List every line in the records below that contains the string "glowing". Letter case matters.

#### Dataset entries
************

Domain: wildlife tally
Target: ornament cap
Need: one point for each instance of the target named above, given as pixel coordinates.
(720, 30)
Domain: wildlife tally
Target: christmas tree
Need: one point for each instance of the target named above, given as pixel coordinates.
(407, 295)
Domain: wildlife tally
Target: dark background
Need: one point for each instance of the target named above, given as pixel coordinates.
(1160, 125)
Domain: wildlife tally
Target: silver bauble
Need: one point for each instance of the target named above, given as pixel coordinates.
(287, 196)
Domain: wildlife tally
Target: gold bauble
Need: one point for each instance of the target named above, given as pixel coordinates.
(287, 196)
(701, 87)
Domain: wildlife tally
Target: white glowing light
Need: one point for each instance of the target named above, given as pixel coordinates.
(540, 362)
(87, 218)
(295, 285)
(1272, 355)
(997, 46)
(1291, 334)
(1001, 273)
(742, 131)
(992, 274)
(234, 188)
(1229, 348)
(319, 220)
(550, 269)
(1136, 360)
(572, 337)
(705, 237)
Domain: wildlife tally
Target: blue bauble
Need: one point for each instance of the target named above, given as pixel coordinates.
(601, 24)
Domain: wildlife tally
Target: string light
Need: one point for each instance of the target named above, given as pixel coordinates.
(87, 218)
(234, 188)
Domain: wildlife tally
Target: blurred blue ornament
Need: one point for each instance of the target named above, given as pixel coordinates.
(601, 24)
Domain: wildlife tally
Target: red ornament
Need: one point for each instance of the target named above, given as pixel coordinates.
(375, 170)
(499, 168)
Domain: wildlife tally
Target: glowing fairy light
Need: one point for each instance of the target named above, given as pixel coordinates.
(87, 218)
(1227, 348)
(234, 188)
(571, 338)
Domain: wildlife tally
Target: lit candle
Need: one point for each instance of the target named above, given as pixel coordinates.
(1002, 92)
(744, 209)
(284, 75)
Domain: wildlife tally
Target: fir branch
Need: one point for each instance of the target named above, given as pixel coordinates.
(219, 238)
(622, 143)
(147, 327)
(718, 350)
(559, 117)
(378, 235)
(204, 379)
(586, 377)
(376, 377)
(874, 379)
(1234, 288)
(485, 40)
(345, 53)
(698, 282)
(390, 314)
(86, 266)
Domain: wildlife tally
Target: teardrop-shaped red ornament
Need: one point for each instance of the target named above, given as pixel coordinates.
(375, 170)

************

#### Solution for this problem
Target: white glowing light
Target: glowing fairy light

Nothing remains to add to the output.